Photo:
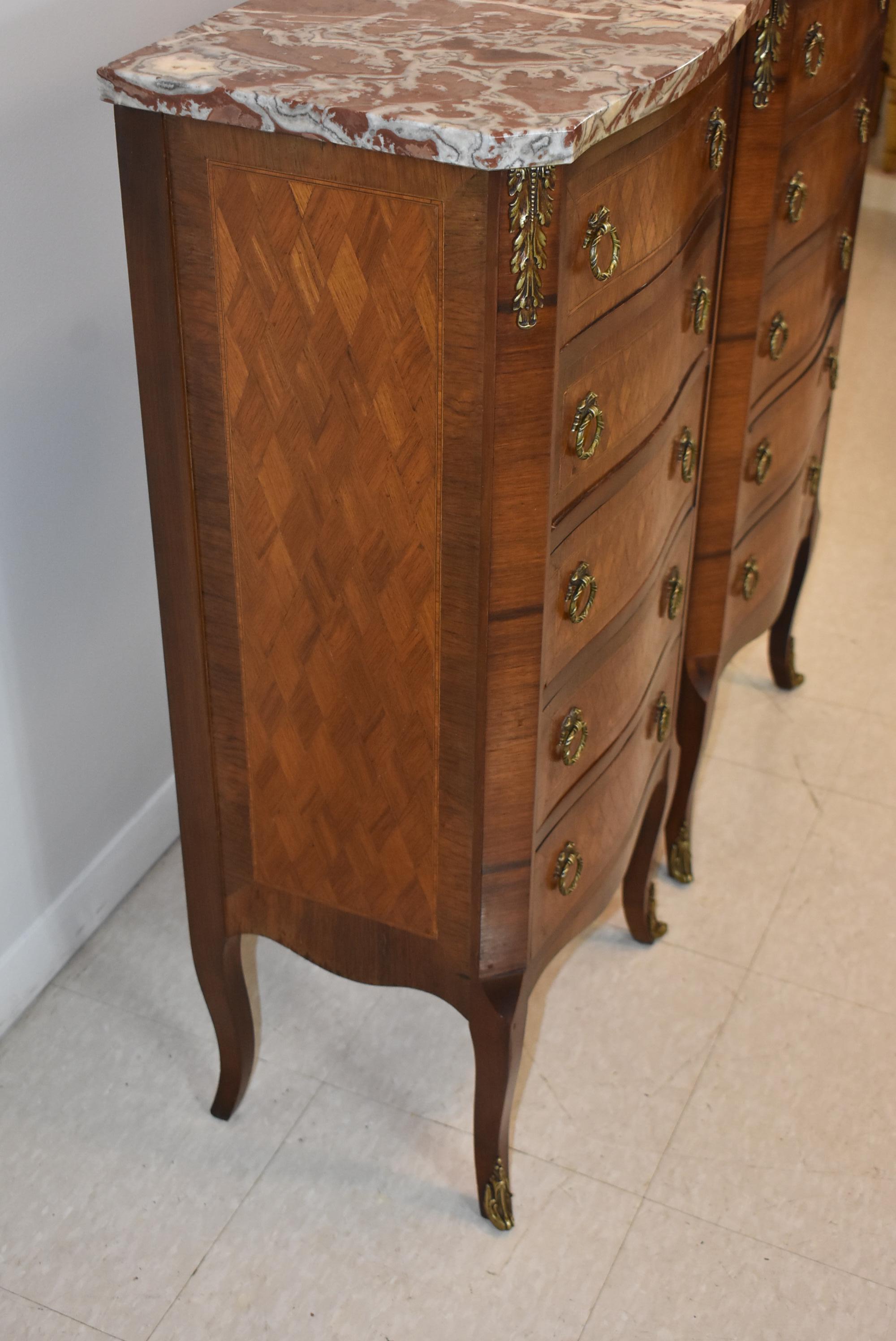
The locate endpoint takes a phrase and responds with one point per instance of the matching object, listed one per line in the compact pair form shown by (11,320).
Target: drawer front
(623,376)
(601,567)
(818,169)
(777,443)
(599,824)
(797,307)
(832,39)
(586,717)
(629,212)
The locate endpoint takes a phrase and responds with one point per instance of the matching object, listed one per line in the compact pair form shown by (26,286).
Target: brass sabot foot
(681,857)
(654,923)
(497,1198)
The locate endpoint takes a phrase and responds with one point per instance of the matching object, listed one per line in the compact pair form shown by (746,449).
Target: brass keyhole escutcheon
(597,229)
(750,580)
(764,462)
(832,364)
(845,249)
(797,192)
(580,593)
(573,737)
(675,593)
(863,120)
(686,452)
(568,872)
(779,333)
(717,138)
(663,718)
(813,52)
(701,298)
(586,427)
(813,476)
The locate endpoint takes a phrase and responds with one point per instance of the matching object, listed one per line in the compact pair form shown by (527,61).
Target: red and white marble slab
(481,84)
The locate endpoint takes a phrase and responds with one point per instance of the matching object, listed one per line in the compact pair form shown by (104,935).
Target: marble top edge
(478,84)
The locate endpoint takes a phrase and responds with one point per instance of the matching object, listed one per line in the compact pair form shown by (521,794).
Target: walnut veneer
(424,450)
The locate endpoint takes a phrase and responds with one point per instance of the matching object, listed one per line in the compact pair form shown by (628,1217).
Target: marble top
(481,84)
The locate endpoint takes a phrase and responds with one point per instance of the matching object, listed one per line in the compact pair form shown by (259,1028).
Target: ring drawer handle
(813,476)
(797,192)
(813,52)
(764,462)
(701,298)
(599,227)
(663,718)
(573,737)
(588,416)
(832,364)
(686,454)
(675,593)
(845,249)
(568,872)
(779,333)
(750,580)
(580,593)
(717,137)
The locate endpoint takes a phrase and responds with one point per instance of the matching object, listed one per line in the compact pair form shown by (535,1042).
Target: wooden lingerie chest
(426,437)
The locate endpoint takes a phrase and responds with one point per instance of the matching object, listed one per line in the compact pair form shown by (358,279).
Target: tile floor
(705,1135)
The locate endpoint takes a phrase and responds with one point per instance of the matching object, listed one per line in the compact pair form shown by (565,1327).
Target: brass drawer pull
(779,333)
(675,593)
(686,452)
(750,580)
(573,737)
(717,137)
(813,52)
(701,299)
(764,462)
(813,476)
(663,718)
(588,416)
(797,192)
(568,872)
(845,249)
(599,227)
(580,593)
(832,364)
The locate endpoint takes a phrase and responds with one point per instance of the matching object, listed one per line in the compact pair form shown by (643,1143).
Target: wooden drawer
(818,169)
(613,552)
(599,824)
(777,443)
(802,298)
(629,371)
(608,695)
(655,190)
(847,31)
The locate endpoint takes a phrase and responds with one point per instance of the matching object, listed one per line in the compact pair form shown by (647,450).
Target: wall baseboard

=======

WHAT IS BEING ASKED: Render every line of the records above as a Markdown table with columns Index and Line, numbering the rows in order and skipping blank lines. Omit the pictures from the table.

WRITTEN ANSWER:
| Index | Line |
|---|---|
| 1 | Photo: |
| 2 | The locate endpoint takes a phrase and responds with one point per instance of the matching object, listed one per line in the compact pair form shown by (11,320). |
| 3 | Target: drawer front |
| 4 | (623,376) |
| 5 | (601,567) |
| 6 | (818,169) |
| 7 | (777,443) |
| 8 | (599,824) |
| 9 | (797,307) |
| 10 | (832,39) |
| 11 | (586,717) |
| 12 | (629,212) |
| 13 | The locate endpoint takes a phrase and responds with one point per instance of the matching object, listed one per line in the compact pair form shown by (26,286). |
| 14 | Target: brass sabot foot |
| 15 | (681,857) |
| 16 | (654,923) |
| 17 | (497,1198) |
| 18 | The locate endpoint takes a phrase and responds with one point per instance of the matching object, listed one per line in the compact pair form shown by (746,449). |
| 19 | Target: brass keyhole escutcheon |
| 20 | (597,229) |
| 21 | (750,580) |
| 22 | (764,462) |
| 23 | (832,364) |
| 24 | (845,249) |
| 25 | (797,192) |
| 26 | (580,593) |
| 27 | (573,737) |
| 28 | (675,593) |
| 29 | (863,120) |
| 30 | (686,452) |
| 31 | (568,872) |
| 32 | (779,333) |
| 33 | (717,138) |
| 34 | (663,718) |
| 35 | (813,52) |
| 36 | (701,298) |
| 37 | (586,427) |
| 38 | (813,476) |
| 39 | The locate endpoint takes a phrase and responds with one point per instance of the matching object, listed one per line in the compact pair form shown by (527,61). |
| 40 | Target: red and white marble slab |
| 41 | (481,84) |
| 42 | The locate endpoint takes a phrase and responds with one point per instance of the matching object, listed one per line in the compact pair form shown by (104,935). |
| 43 | Target: marble top edge |
| 44 | (478,84) |
| 45 | The locate endpoint takes a phrase and responds with one point per instance of the matching object, listed one per line in the compact pair form shown by (521,794). |
| 46 | Target: walnut veneer |
| 47 | (424,450) |
| 48 | The locate endpoint takes a phrase and responds with one point per instance of the matching object, listed one per line in the compact pair form shown by (628,1217). |
| 49 | Target: marble top |
| 50 | (481,84) |
| 51 | The locate endpoint takes a phrase and responds with one point per instance of the matching object, listed one per line in the compact pair form shown by (259,1028). |
| 52 | Target: ring drawer handle |
| 53 | (813,476) |
| 54 | (797,192) |
| 55 | (813,52) |
| 56 | (764,462) |
| 57 | (701,298) |
| 58 | (599,227) |
| 59 | (663,718) |
| 60 | (573,737) |
| 61 | (588,416) |
| 62 | (832,364) |
| 63 | (686,454) |
| 64 | (675,593) |
| 65 | (845,249) |
| 66 | (568,872) |
| 67 | (779,333) |
| 68 | (750,580) |
| 69 | (580,593) |
| 70 | (717,137) |
| 71 | The locate endpoint takes a phrase and responds with one point per instance of the matching object, listed one per line in the compact pair form shown by (535,1042). |
| 72 | Target: wooden lingerie chest |
| 73 | (426,437) |
| 74 | The locate endpoint takes a phrase and responds with one point per instance of the matching object, listed one per line in the compact pair form shown by (358,279). |
| 75 | Target: tile floor |
| 76 | (705,1135) |
| 77 | The locate endpoint takes a phrase and responds with one point per instance of the matching object, listed one per line in the compact pair form shown by (565,1327). |
| 78 | Target: brass drawer pull |
| 79 | (779,333) |
| 80 | (675,593) |
| 81 | (686,452) |
| 82 | (750,580) |
| 83 | (573,737) |
| 84 | (717,137) |
| 85 | (813,52) |
| 86 | (701,299) |
| 87 | (764,462) |
| 88 | (813,476) |
| 89 | (663,718) |
| 90 | (588,416) |
| 91 | (797,192) |
| 92 | (568,872) |
| 93 | (845,249) |
| 94 | (599,227) |
| 95 | (580,593) |
| 96 | (832,364) |
| 97 | The locate endpoint takes a phrase and responds with one point per instance of the matching object, listed one per line in the compact pair form shown by (643,1143). |
| 98 | Target: wooden drawer |
| 99 | (818,169) |
| 100 | (613,552) |
| 101 | (599,824) |
| 102 | (777,443) |
| 103 | (802,298) |
| 104 | (629,371) |
| 105 | (608,695) |
| 106 | (655,190) |
| 107 | (847,31) |
| 108 | The locate endpoint takes a phrase and responds with one point per instance of the matching object, listed one per line in the compact pair form shown by (647,450). |
| 109 | Target: wall baseboard |